╭─ Dataset records

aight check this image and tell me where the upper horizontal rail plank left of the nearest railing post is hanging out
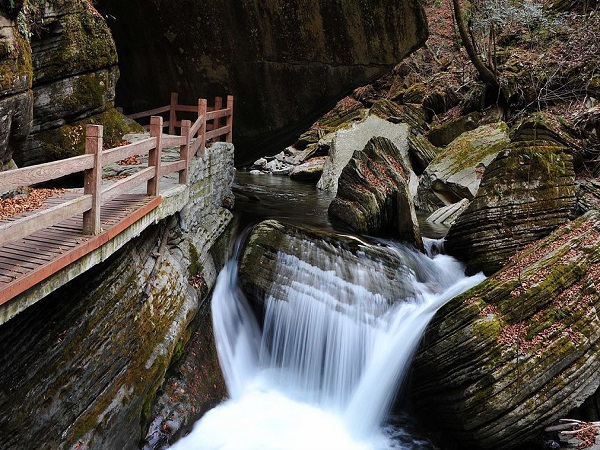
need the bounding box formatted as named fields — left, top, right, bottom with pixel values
left=0, top=155, right=94, bottom=192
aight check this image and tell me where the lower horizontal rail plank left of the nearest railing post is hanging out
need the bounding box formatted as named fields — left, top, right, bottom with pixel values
left=0, top=195, right=92, bottom=245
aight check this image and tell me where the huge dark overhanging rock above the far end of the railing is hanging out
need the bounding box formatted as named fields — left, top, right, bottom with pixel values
left=101, top=0, right=427, bottom=162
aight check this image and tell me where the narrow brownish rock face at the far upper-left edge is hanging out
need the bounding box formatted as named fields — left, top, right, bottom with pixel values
left=0, top=8, right=33, bottom=171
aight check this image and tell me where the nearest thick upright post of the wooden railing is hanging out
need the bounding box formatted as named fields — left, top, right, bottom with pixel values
left=83, top=125, right=103, bottom=234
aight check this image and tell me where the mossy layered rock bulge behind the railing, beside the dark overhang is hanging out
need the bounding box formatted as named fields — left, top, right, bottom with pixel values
left=20, top=0, right=122, bottom=166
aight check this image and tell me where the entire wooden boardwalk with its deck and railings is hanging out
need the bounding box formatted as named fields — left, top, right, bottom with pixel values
left=0, top=93, right=233, bottom=324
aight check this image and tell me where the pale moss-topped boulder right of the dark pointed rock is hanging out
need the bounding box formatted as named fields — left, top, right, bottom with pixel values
left=415, top=124, right=510, bottom=212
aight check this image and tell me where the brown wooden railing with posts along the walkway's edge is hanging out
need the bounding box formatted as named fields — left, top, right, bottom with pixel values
left=0, top=96, right=233, bottom=245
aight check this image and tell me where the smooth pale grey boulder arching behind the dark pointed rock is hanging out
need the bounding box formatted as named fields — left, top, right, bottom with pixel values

╰─

- What you need to do: Every line in the data above needs to be given again exactly, pictures aside.

- Solution:
aight check this image and tell me where the upper horizontal rail plank left of the nearest railing post is hanging out
need the bounding box formatted as named fields — left, top, right, bottom with pixel values
left=0, top=155, right=94, bottom=192
aight check this image and tell me where the lower horizontal rail plank left of the nearest railing post is hanging out
need the bounding box formatted as named fields — left, top, right, bottom with pixel values
left=0, top=195, right=92, bottom=245
aight check this image and tell me where the huge dark overhanging rock above the far end of the railing is hanging out
need the bounding box formatted as named fields — left, top, right, bottom with pixel values
left=101, top=0, right=427, bottom=162
aight check this image and tell me where the narrow brownish rock face at the far upper-left edge is hanging out
need the bounding box formatted as named fields — left, top, right, bottom with pixel values
left=0, top=8, right=33, bottom=171
aight check this image and tell me where the nearest thick upright post of the wooden railing is hanging out
need the bounding box formatted as named fields — left, top, right, bottom with pixel values
left=83, top=125, right=103, bottom=234
aight check this image and tell me where the mossy layered rock bulge behind the railing, beside the dark overhang is hanging out
need the bounding box formatted as named fields — left, top, right, bottom with pixel values
left=20, top=0, right=122, bottom=166
aight check this image and tell me where the entire wooden boardwalk with its deck and railings is hanging out
need the bounding box formatted as named fields — left, top, right, bottom with pixel values
left=0, top=93, right=233, bottom=324
aight check this image and tell me where the pale moss-topped boulder right of the dark pointed rock is hanging out
need the bounding box formatted as named fields — left, top, right, bottom with pixel values
left=415, top=124, right=510, bottom=212
aight check this image and tell me where the brown wooden railing with posts along the walkway's edge is hanging out
need the bounding box formatted as named fields — left, top, right, bottom with pixel values
left=0, top=96, right=233, bottom=245
aight check this image and tell me where the smooth pale grey boulder arching behind the dark pointed rock is hanging out
need the bounding box formatted as named fields — left, top, right, bottom with pixel values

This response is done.